(Beginning of DOCUMENT EXCERPT)

Image revised from http://www.bbc.co.uk/radio4/science/thematerialworld_20060511.shtml
Being a living creature, your main issue - whether you like it or not - is to mature and survive long enough to produce offsprings. Internet-using animals (usually known as humans) are lucky to have evolved to a point where its beneficial to have living and caring parents, monogamous partners that like to see you happy and healthy, and to enjoy being part of a continous social Homo sapiens-pack. Many species aren't that lucky. For example, the limbless amphibian Boulengerula taitanus starts its life by eating its mother. Actually, the teeth of this little beeing have evolved perfectly for this task. The mother survives this horrifying motherhood state (when one layer is eaten, there's another one underneith), and will live to see her gene pool grow up and perhaps enjoy one more round of being breakfast, lunch and dinner all at once.
Then, we have sexual cannibalism. The females of Latrodectus hasselti (a subspecies of the Black widows) likes to end the copulation by devouring the male. If he manages to leave the scene without being eaten, he's still doomed because of all the injuries that comes with the sexual procedure. Beats snuff-movies both in gore and intelligence.
Image revised from http://commons.wikimedia.org/wiki/Image:Red_back_spider_closeup.jpg
The mating behaviour of the Mantis religiosa (the praying mantid) starts off with a very cautious male closing in on a female. The odds are kind of against him; he's at a 31% risk of having to leave this world after having accomplished a mating. Paradoxially he's more attracted to larger females that - if they're hungry - further lower his chance of getting out alive.

(End of DOCUMENT EXCERPT)

Answer these questions about the passage on cannibalism in animal reproduction:
(a) What does the amphibian Boulengerula taitanus eat at the start of its life?
(b) The females of which species end copulation by devouring the male?
(c) What is the male praying mantid's percentage risk of dying after a mating?
The items that come after this text have no connection to it.

(Beginning of DATASET EXTRACT)

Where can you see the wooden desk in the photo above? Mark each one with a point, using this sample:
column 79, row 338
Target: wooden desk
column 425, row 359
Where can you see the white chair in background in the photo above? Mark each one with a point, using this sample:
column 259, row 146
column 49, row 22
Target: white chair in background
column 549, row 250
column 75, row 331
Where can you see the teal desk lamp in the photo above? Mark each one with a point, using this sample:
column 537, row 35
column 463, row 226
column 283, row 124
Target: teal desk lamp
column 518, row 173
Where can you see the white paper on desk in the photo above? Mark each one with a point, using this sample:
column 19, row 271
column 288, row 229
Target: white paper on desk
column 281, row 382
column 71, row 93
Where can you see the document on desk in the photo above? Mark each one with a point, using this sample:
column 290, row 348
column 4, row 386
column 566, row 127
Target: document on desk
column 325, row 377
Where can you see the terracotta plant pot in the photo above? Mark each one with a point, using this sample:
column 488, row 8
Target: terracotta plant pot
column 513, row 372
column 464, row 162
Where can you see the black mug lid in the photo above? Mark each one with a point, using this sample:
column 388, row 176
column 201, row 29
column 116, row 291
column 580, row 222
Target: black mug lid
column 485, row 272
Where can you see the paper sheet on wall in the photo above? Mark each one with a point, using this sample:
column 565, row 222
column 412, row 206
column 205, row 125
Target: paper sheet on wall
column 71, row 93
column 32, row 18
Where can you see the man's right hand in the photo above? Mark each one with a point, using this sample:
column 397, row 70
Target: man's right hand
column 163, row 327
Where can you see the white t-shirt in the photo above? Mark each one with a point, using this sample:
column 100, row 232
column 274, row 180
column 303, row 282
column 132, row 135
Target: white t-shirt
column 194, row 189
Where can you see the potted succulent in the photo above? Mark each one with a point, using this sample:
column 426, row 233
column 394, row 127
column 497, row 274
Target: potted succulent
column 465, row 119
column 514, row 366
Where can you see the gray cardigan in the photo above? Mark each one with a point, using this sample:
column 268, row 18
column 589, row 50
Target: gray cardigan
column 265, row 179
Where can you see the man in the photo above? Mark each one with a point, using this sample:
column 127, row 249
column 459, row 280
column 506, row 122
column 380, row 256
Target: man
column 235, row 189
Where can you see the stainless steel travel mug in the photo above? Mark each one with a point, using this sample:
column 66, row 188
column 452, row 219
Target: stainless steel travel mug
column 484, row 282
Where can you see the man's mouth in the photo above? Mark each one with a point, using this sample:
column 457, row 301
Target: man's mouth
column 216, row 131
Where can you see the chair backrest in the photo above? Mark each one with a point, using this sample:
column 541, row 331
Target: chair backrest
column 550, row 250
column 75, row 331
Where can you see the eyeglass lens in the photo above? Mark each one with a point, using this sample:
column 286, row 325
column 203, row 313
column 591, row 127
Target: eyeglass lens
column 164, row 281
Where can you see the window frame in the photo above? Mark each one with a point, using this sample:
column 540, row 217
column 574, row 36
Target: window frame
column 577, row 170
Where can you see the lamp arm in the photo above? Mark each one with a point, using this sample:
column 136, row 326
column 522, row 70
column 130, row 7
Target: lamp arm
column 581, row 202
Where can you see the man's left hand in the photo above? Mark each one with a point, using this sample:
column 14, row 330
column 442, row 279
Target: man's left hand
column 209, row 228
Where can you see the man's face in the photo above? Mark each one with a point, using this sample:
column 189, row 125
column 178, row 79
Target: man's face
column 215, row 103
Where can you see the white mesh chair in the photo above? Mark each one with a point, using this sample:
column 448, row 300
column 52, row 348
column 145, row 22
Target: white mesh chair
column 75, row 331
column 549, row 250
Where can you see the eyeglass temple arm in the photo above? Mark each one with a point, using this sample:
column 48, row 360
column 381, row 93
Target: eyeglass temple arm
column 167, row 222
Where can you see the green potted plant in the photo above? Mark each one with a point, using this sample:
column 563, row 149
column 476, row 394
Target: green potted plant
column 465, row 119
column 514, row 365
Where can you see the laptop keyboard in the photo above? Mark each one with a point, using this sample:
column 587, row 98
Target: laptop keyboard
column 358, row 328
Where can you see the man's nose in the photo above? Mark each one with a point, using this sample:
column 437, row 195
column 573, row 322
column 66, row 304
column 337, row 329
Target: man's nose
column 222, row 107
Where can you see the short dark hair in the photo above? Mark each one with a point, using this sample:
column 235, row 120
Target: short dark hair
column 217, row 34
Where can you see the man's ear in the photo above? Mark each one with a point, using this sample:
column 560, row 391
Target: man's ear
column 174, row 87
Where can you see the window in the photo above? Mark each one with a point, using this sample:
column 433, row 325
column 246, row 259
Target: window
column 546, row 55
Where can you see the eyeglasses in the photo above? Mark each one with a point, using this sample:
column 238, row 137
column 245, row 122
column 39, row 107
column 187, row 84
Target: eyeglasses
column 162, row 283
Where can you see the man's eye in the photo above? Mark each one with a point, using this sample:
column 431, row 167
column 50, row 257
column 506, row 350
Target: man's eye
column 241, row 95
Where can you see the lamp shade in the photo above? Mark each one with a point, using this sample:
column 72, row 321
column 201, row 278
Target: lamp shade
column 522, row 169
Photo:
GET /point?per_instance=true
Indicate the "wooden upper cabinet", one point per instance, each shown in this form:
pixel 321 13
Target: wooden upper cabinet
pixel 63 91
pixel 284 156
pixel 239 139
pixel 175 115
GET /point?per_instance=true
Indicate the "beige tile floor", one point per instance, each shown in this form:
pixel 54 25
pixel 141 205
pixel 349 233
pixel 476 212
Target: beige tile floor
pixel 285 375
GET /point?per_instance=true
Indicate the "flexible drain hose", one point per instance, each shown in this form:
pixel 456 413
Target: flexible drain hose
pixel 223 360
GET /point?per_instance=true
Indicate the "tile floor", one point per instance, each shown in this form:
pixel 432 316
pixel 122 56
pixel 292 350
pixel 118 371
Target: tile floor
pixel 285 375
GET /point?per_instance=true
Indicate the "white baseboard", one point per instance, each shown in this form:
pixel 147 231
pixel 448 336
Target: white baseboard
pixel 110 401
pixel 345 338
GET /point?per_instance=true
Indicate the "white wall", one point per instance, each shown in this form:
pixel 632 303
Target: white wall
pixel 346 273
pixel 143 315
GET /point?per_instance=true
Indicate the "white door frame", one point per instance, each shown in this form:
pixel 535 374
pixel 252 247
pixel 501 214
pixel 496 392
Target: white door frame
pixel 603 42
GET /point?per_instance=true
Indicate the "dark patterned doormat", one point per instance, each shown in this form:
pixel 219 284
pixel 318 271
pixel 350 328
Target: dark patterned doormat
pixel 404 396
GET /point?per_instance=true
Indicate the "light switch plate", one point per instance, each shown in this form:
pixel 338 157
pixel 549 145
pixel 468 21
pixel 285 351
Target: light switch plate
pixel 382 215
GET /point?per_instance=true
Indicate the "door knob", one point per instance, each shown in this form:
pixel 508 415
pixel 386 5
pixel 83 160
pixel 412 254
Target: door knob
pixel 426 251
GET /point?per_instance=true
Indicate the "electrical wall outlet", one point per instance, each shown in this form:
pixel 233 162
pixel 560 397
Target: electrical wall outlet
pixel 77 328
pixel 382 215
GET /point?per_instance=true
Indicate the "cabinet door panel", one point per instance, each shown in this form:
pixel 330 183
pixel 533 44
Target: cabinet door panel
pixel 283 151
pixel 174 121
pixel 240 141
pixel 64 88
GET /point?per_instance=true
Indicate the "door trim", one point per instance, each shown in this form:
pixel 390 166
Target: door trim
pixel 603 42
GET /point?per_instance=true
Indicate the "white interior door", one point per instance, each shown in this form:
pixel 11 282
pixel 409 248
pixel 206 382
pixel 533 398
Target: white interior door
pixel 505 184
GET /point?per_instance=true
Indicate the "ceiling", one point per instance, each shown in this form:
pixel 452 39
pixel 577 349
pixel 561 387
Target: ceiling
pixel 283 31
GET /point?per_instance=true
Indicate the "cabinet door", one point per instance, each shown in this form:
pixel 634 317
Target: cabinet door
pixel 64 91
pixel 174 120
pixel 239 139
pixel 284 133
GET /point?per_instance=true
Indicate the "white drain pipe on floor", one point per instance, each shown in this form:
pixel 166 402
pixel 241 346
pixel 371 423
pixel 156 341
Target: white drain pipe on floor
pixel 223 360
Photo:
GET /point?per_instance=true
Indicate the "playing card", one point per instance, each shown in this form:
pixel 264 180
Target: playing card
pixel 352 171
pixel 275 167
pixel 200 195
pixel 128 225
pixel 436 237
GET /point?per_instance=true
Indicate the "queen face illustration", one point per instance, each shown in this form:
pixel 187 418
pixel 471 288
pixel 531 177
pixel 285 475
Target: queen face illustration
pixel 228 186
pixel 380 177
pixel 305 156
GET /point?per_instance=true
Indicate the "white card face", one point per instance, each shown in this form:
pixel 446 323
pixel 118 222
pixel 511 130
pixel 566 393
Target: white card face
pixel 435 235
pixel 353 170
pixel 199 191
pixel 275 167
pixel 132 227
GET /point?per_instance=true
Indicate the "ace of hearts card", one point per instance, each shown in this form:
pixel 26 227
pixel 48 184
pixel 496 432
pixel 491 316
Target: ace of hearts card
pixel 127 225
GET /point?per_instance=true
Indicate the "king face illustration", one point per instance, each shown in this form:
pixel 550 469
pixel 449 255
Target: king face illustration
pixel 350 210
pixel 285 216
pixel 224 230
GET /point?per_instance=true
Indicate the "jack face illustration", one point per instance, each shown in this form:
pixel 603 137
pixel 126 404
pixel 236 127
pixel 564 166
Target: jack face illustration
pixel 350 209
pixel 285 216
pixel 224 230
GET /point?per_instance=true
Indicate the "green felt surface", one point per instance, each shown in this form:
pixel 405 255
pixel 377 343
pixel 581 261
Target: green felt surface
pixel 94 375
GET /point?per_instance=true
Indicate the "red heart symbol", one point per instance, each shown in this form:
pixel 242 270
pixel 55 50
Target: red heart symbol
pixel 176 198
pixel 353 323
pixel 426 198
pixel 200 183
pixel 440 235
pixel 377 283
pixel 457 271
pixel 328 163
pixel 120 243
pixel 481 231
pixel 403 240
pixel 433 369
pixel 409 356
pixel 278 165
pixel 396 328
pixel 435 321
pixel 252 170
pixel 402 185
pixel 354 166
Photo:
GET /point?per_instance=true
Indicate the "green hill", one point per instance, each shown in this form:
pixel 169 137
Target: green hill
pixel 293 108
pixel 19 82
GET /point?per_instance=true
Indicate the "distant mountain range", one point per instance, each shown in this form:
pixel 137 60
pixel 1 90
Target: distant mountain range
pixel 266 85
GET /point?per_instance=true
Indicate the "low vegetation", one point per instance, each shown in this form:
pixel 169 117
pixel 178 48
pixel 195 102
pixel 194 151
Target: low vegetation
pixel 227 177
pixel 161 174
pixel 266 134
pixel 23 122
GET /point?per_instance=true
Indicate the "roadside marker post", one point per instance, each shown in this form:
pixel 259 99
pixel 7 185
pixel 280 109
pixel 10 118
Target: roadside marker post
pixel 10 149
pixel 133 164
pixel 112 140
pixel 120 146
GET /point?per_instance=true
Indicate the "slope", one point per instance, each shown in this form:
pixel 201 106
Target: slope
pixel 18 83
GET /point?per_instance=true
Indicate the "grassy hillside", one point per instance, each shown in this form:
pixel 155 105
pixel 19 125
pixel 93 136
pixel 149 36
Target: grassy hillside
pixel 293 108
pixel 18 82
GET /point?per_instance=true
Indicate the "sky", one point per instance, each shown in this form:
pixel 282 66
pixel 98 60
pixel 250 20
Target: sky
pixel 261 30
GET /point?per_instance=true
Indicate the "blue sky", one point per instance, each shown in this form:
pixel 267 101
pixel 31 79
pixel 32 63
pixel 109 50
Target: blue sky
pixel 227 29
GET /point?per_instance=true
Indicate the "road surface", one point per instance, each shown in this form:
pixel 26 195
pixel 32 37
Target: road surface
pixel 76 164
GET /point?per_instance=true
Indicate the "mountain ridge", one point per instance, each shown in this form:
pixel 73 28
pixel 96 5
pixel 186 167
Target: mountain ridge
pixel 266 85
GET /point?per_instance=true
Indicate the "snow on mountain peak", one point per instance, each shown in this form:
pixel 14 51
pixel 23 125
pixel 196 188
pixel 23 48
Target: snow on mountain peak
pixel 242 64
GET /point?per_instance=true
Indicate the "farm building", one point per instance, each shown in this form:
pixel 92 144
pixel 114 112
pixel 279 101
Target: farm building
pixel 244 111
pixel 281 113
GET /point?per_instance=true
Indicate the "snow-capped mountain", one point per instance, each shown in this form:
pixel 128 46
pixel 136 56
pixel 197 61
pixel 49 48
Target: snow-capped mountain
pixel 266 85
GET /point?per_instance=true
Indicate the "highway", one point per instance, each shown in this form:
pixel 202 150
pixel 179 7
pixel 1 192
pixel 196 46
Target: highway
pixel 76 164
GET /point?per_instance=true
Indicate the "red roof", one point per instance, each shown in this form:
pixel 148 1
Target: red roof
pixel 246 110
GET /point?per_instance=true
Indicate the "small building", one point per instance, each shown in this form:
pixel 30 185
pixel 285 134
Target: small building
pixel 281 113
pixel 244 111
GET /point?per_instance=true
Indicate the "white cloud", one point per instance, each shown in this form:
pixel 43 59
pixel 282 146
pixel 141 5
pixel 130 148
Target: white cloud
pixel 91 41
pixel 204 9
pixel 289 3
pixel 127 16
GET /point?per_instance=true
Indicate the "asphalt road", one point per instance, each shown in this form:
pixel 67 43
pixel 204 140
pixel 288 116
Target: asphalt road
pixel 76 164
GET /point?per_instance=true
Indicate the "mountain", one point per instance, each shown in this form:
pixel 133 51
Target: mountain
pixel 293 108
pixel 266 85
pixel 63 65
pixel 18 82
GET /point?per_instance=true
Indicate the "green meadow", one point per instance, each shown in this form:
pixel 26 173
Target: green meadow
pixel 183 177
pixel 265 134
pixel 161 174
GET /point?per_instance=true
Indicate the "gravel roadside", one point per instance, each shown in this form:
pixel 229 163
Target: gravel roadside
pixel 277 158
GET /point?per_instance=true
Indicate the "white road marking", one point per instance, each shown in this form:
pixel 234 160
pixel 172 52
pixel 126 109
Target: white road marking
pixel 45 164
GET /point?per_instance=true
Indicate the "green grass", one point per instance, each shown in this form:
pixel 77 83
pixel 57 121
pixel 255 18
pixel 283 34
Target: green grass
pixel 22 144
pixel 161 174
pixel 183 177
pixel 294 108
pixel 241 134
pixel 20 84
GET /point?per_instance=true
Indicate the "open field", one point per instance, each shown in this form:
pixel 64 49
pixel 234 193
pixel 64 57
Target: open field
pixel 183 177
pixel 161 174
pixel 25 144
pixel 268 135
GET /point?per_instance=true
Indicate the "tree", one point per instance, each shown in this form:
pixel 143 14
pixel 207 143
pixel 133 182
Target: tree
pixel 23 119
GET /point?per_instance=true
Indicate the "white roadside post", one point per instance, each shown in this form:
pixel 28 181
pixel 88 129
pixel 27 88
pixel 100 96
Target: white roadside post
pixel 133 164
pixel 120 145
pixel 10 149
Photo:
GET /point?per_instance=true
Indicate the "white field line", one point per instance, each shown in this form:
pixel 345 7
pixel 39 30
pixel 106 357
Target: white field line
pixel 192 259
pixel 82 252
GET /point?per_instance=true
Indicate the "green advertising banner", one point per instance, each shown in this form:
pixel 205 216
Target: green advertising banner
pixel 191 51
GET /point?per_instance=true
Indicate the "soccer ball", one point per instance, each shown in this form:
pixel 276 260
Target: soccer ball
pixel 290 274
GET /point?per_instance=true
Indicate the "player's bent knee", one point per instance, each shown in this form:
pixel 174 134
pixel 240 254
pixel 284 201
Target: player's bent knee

(End of DATASET EXTRACT)

#### [RESULT OF THIS EXERCISE]
(a) Its mother.
(b) Latrodectus hasselti.
(c) 31%.